**Work instructions**
Copy each line of the entries beneath that contains the word "mirror".

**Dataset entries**
● ● ● ●

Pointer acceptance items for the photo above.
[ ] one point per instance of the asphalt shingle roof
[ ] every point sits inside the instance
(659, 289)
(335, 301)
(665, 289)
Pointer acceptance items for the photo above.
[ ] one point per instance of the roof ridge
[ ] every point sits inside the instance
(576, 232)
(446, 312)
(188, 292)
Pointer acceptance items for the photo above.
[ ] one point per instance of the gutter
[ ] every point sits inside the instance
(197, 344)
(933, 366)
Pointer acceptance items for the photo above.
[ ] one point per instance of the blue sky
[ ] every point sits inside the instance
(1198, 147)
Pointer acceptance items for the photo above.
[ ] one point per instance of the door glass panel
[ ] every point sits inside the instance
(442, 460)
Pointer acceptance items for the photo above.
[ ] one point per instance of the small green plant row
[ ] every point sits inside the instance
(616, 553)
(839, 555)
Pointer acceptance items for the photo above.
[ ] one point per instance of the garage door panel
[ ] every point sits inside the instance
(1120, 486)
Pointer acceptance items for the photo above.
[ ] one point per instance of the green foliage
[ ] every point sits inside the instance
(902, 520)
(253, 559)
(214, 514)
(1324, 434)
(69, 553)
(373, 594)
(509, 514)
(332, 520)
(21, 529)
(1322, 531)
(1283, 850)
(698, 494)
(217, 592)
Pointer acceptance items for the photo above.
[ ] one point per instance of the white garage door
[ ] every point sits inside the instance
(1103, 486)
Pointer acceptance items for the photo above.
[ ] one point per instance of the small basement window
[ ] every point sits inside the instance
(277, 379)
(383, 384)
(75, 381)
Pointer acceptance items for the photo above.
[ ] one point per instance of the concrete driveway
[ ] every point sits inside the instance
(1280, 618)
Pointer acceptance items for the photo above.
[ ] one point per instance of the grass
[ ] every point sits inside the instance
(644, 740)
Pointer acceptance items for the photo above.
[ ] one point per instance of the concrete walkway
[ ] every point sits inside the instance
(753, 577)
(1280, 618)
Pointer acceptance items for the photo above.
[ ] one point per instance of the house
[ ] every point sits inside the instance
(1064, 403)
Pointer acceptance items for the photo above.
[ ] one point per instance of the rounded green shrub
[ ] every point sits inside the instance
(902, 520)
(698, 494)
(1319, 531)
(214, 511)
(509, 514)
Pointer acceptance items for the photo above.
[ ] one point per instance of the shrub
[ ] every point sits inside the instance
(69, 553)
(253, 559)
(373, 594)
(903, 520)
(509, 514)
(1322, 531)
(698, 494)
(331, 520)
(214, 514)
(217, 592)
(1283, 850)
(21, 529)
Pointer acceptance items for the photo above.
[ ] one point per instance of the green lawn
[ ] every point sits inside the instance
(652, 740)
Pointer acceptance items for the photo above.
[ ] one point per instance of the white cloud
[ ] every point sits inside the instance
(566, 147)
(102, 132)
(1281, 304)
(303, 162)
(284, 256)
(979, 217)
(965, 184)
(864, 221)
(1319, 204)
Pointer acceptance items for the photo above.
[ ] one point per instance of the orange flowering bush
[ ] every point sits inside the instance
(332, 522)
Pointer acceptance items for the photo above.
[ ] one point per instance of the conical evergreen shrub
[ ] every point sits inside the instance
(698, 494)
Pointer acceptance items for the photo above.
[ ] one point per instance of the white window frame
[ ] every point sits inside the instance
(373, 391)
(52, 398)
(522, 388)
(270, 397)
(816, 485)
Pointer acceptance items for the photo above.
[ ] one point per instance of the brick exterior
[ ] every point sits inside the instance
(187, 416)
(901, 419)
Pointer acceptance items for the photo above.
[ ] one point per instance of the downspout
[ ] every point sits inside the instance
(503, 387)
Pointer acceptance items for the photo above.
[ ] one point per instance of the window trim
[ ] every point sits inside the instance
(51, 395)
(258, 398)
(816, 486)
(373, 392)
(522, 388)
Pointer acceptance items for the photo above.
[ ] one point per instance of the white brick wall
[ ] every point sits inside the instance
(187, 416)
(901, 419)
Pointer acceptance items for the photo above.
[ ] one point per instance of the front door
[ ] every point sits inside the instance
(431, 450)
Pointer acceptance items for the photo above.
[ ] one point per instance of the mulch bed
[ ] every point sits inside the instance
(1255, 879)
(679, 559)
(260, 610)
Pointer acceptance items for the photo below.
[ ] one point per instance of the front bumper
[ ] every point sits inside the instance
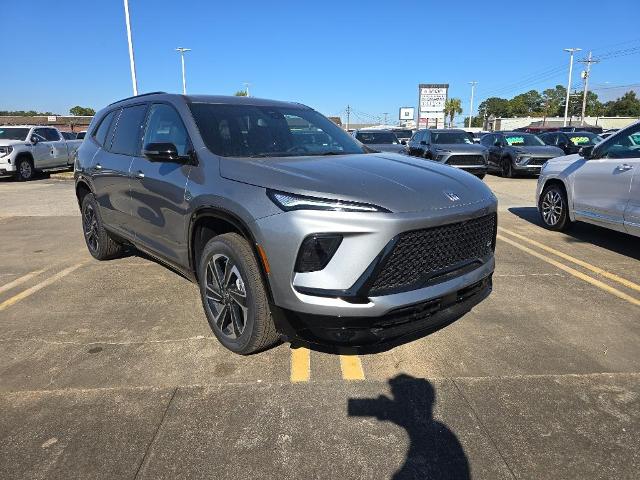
(403, 322)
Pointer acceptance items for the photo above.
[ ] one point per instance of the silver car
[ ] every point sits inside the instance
(599, 185)
(290, 229)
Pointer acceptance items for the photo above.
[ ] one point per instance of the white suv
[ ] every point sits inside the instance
(599, 185)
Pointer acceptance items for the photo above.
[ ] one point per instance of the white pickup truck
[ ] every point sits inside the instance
(25, 149)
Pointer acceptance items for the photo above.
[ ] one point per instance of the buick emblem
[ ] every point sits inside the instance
(452, 196)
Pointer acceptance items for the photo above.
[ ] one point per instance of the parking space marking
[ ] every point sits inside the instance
(577, 261)
(572, 271)
(39, 286)
(351, 367)
(300, 364)
(20, 280)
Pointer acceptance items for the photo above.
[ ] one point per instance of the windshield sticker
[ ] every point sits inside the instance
(580, 140)
(515, 140)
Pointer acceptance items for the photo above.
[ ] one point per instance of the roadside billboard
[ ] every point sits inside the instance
(431, 100)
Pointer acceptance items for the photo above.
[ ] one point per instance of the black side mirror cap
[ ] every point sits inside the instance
(586, 152)
(164, 152)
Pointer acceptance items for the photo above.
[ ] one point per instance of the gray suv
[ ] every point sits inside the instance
(288, 226)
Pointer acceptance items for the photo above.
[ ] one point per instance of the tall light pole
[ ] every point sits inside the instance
(566, 103)
(184, 81)
(473, 87)
(132, 61)
(585, 76)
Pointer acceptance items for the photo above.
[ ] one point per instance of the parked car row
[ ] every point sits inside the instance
(26, 149)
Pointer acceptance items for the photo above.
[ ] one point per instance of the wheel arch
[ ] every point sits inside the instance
(208, 222)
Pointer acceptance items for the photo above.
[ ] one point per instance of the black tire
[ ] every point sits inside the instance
(507, 168)
(243, 330)
(24, 169)
(553, 208)
(101, 245)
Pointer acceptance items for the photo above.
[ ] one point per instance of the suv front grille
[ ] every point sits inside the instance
(475, 160)
(428, 255)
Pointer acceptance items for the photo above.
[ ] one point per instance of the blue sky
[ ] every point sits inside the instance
(326, 54)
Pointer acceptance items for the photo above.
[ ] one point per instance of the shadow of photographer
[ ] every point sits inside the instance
(434, 451)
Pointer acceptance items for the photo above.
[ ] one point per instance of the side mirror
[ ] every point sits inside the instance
(163, 152)
(586, 152)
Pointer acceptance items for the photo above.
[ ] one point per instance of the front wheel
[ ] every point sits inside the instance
(233, 295)
(553, 208)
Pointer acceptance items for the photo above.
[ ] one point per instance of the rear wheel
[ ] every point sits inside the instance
(99, 242)
(233, 295)
(553, 208)
(25, 169)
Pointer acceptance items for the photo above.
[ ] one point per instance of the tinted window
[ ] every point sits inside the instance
(625, 144)
(101, 132)
(269, 131)
(13, 133)
(126, 140)
(165, 126)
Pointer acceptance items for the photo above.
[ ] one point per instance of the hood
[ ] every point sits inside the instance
(471, 149)
(387, 147)
(397, 182)
(5, 143)
(540, 150)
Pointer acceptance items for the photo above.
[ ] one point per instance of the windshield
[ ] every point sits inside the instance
(13, 133)
(273, 131)
(377, 137)
(451, 138)
(584, 138)
(523, 140)
(403, 133)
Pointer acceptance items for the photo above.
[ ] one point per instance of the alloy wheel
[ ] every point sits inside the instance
(552, 206)
(90, 227)
(226, 296)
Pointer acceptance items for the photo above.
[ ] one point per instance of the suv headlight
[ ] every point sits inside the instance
(291, 201)
(4, 151)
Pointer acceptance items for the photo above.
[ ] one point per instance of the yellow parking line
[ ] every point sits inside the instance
(300, 364)
(351, 367)
(588, 266)
(573, 272)
(20, 280)
(39, 286)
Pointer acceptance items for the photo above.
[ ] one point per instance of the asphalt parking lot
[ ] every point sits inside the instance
(109, 370)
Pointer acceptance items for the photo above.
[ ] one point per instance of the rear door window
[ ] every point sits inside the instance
(126, 140)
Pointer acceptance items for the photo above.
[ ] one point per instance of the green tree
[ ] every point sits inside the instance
(452, 107)
(82, 111)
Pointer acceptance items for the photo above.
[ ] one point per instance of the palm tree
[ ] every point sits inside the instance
(452, 107)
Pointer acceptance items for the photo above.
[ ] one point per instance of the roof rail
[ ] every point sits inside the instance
(135, 96)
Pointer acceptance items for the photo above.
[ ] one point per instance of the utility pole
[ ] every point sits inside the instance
(566, 103)
(132, 61)
(585, 76)
(184, 82)
(348, 114)
(473, 87)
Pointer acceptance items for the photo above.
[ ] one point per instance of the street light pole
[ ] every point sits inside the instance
(566, 103)
(184, 81)
(132, 61)
(473, 87)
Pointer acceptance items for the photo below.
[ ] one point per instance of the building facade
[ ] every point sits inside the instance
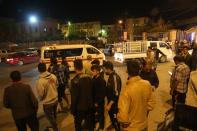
(84, 29)
(41, 31)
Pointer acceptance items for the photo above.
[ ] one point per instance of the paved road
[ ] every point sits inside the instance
(65, 120)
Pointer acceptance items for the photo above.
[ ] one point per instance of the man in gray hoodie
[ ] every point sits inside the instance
(20, 98)
(47, 91)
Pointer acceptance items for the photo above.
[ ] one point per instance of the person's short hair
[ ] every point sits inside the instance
(95, 62)
(78, 64)
(178, 58)
(15, 76)
(133, 67)
(53, 60)
(109, 65)
(150, 47)
(95, 67)
(42, 67)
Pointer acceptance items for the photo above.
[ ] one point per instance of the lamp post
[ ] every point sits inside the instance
(120, 22)
(32, 20)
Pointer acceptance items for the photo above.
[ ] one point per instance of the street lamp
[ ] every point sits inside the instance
(33, 19)
(120, 22)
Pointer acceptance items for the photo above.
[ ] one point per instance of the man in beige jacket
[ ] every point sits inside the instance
(135, 100)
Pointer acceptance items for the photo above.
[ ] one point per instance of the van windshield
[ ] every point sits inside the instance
(63, 53)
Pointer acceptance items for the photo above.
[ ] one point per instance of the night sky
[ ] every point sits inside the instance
(84, 10)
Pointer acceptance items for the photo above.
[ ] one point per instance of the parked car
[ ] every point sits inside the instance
(109, 49)
(21, 58)
(33, 50)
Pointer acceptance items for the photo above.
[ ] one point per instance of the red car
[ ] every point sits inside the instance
(20, 58)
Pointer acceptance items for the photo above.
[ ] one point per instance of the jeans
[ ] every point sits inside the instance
(178, 98)
(100, 115)
(84, 118)
(31, 121)
(112, 114)
(50, 112)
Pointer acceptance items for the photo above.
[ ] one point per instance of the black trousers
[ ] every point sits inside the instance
(31, 121)
(50, 112)
(113, 117)
(84, 119)
(178, 98)
(100, 115)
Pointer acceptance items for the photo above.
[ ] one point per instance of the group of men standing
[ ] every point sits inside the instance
(127, 107)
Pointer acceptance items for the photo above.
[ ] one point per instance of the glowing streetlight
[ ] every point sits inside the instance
(69, 23)
(33, 19)
(120, 21)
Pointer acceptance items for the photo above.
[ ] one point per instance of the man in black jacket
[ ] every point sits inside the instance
(99, 90)
(113, 91)
(82, 98)
(21, 100)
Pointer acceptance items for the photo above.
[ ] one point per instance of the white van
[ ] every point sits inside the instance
(137, 49)
(85, 52)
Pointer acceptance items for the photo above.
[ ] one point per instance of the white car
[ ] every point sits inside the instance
(32, 50)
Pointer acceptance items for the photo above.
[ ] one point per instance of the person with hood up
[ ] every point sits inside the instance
(47, 91)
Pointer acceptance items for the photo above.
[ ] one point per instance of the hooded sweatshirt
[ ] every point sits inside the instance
(47, 88)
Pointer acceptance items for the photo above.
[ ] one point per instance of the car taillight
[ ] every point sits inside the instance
(10, 59)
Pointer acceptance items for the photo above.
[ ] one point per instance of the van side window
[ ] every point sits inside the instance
(63, 52)
(162, 44)
(153, 44)
(92, 51)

● ● ● ●

**Output of the exercise**
[ ] one point per instance of the black side mirror cap
[ ] one point per instance of the side mirror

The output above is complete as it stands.